[Passage to read]
= = = = =
She hates to say goodbye, because the connections she makes, even if not fully reciprocated, become like parts of her whole. Saying goodbye to a beloved teacher or friend becomes as if she were saying goodbye to a hand or a leg.
The book is also a gentle caution to the the adults of this world, for them to try to remain mindful that words, actions, and strong negative emotions can impact children in unexpectedly strong ways, particularly those who are sensitive and whose hearts are wide open with love.
The story also reminds us that although the world, with its chaos and carnage and confusion, can be a brutal place, there are little sparks of hope that can lessen the suffering for everyone. Little sparks like the child Rimi in this story.
I read it little by little, enjoying every moment.
The main character, Rimi, is an adorable girl that I got to love, because she is so smart, so aware of things, and so there, unlike other kids her age. I just couldn't believe how such a young girl was able to think the way she did, and I loved her. So sane, and at the same time, such a brat. And this is a real story and a real person! And she goes through life observing and learning lessons which she writes about beautifully.
Closer to the end I started reading more until I got done. Every chapter was very enjoyable and was kind of like a "feel good" type of movie. The last one really touched me and made me cry a little.
I have been in Israel so I had reality with many of the things she was talking about, so that was nice for me.
I really recommend this book very much.
= = = = =
[Work instructions]
1. Answer these questions about the book reviews above.
(a) What is the main character's name?
(b) Saying goodbye to a beloved teacher or friend is compared to saying goodbye to what?
(c) What country has the reviewer been in?
2. Swap "sparks" for "glimmers" in the book reviews and write out everything from "She hates to" down to "in this story.".

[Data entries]
= = = = =
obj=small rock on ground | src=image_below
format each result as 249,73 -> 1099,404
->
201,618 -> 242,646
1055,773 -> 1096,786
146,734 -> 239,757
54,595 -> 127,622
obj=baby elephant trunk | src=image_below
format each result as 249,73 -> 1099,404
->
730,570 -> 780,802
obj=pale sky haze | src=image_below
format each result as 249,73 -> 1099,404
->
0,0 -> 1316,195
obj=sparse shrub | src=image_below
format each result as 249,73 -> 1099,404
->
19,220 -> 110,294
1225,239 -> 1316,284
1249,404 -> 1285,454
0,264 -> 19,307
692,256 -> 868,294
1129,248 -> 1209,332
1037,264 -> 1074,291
= = = = =
[Answers to the tasks]
1.
(a) Rimi
(b) A hand or a leg
(c) Israel

2.
She hates to say goodbye, because the connections she makes, even if not fully reciprocated, become like parts of her whole. Saying goodbye to a beloved teacher or friend becomes as if she were saying goodbye to a hand or a leg.
The book is also a gentle caution to the the adults of this world, for them to try to remain mindful that words, actions, and strong negative emotions can impact children in unexpectedly strong ways, particularly those who are sensitive and whose hearts are wide open with love.
The story also reminds us that although the world, with its chaos and carnage and confusion, can be a brutal place, there are little glimmers of hope that can lessen the suffering for everyone. Little glimmers like the child Rimi in this story.